Begin with the line that contains "Practice. Spot the wheel" and transcribe each line after it, up to and including the last line of the listing below.

▶ Items
###
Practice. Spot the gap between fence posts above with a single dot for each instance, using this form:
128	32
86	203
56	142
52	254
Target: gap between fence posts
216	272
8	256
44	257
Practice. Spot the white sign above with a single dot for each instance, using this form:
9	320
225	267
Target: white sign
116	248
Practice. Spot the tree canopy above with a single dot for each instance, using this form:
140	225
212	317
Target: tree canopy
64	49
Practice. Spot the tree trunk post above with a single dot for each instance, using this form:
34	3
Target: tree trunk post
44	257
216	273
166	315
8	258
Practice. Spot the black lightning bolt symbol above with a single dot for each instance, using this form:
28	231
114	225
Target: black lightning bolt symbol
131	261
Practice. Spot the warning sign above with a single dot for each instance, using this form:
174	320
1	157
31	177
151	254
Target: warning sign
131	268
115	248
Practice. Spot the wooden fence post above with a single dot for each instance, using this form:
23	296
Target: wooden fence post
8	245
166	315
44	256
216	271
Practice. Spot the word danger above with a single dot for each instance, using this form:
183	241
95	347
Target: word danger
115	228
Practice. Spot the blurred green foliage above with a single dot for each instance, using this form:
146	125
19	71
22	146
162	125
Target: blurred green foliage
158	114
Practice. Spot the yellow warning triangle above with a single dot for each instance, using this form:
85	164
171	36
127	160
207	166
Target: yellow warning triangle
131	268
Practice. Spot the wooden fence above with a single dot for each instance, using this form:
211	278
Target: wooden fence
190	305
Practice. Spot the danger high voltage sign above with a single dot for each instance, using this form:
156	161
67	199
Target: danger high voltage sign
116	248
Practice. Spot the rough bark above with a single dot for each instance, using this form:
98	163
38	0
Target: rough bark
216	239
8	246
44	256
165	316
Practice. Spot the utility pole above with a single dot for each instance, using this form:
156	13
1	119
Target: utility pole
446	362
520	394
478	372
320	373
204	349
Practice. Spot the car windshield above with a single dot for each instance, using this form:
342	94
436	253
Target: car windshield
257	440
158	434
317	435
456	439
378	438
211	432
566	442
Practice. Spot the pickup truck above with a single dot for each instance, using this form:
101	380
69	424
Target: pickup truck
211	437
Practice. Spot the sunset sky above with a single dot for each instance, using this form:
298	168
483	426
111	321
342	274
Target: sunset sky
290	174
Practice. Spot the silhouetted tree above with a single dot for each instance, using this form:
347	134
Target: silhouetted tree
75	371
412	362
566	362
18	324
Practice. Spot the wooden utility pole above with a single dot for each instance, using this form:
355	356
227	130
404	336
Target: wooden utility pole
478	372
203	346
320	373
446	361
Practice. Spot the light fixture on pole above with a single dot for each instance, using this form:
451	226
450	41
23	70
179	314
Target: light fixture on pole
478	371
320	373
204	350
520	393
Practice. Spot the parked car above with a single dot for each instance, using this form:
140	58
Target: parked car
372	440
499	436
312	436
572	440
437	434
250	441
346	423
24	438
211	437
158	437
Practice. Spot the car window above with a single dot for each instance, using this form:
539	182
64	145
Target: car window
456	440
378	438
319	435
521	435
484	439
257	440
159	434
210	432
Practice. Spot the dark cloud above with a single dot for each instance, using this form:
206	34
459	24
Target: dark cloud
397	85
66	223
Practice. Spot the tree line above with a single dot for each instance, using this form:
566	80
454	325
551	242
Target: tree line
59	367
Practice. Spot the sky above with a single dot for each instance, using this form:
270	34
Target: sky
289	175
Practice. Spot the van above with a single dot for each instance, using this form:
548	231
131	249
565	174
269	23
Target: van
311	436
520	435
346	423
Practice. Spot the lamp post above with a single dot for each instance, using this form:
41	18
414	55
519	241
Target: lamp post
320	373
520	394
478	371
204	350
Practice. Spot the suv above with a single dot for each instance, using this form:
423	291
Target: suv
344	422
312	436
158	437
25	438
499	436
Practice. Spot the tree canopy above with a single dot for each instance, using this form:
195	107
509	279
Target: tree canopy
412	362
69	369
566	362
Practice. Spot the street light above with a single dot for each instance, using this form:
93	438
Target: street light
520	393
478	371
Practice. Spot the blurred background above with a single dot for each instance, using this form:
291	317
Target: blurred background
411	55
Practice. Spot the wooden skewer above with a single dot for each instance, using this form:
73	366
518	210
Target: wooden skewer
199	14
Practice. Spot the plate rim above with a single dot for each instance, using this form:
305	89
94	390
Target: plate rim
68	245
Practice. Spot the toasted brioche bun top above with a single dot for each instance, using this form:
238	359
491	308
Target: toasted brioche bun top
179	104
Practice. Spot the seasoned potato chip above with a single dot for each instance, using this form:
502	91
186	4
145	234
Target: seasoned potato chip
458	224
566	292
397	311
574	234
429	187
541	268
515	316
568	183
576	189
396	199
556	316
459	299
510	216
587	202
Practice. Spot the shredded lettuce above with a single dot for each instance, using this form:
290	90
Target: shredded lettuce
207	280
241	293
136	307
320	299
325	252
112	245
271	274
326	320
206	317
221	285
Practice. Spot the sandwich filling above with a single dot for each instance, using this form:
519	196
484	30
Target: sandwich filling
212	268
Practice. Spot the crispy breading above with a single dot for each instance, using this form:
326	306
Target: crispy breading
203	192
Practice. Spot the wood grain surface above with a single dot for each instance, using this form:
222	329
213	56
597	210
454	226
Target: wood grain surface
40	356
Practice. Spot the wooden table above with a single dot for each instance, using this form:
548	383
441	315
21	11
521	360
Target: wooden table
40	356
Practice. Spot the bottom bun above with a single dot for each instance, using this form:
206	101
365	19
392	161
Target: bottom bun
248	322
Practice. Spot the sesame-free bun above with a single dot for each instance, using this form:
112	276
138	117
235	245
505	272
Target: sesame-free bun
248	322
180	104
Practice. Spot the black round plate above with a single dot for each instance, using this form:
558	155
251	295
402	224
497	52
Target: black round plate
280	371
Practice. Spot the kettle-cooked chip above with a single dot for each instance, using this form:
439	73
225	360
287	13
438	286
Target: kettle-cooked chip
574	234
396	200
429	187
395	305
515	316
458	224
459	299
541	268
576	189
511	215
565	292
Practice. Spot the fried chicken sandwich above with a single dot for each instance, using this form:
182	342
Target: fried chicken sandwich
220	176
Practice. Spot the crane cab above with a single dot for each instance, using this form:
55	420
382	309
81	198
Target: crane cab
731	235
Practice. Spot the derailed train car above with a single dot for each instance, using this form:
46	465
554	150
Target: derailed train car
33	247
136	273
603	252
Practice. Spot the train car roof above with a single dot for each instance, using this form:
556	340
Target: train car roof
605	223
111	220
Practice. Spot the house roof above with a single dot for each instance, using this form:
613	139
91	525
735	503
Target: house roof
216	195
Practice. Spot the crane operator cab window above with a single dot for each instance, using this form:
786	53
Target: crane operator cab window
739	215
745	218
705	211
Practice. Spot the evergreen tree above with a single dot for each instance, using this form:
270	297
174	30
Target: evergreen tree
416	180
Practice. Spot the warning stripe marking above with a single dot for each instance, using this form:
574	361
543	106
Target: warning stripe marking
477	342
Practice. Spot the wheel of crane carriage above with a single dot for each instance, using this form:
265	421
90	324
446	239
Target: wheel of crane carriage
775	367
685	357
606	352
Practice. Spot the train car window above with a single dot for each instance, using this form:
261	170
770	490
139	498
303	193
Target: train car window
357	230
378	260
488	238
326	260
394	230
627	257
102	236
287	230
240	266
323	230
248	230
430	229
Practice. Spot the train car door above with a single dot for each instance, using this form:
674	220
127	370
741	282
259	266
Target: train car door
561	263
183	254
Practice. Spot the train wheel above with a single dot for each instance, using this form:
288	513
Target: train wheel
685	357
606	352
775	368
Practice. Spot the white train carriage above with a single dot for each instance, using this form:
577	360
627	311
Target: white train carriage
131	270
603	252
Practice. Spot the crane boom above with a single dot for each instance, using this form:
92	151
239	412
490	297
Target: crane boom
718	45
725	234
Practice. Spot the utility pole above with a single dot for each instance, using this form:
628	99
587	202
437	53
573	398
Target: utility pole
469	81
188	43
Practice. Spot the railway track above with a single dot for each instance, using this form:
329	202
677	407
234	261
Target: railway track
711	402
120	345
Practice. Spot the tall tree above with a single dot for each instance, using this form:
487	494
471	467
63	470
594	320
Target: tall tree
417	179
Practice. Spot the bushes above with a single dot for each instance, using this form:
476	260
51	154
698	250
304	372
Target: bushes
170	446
###
▶ Expected output
Practice. Spot the wheel of crane carriage above with a single dot for each instance, using this form:
265	421
90	324
446	239
Target: wheel of crane carriage
775	367
685	357
606	352
Practice. Spot the train car window above with a single dot for each instance, using this form:
261	170
770	490
139	498
303	193
Target: train car window
357	230
378	260
488	238
326	260
394	230
627	257
102	236
287	230
240	266
323	230
248	230
430	229
Practice. Spot the train car door above with a single dot for each instance, using this form:
674	220
127	370
741	282
259	266
Target: train car door
561	263
183	254
Practice. Spot the train wheel above with a single dot for each instance, using this form:
288	513
Target: train wheel
685	357
606	352
775	368
Practice. Spot the white train carriage above with a single dot for each instance, using this form:
577	360
627	311
Target: white train carriage
131	270
603	252
Practice. Spot the crane boom above with a single dot for each instance, using this form:
92	151
239	412
490	297
Target: crane boom
718	45
725	234
Practice. Spot the utility pole above with a single dot for each instance, using this form:
628	99
587	202
437	53
573	398
Target: utility pole
469	81
188	43
Practice. Spot the railway track above with a single dot for each instance, using this form:
329	202
677	407
234	261
Target: railway track
711	402
120	345
Practice. Spot the tall tree above with a single dot for each instance, using this form:
487	494
471	467
63	470
594	320
Target: tall tree
417	179
Practice. Spot the bushes above with a single dot for each instance, using this form:
476	260
51	154
698	250
304	372
Target: bushes
170	446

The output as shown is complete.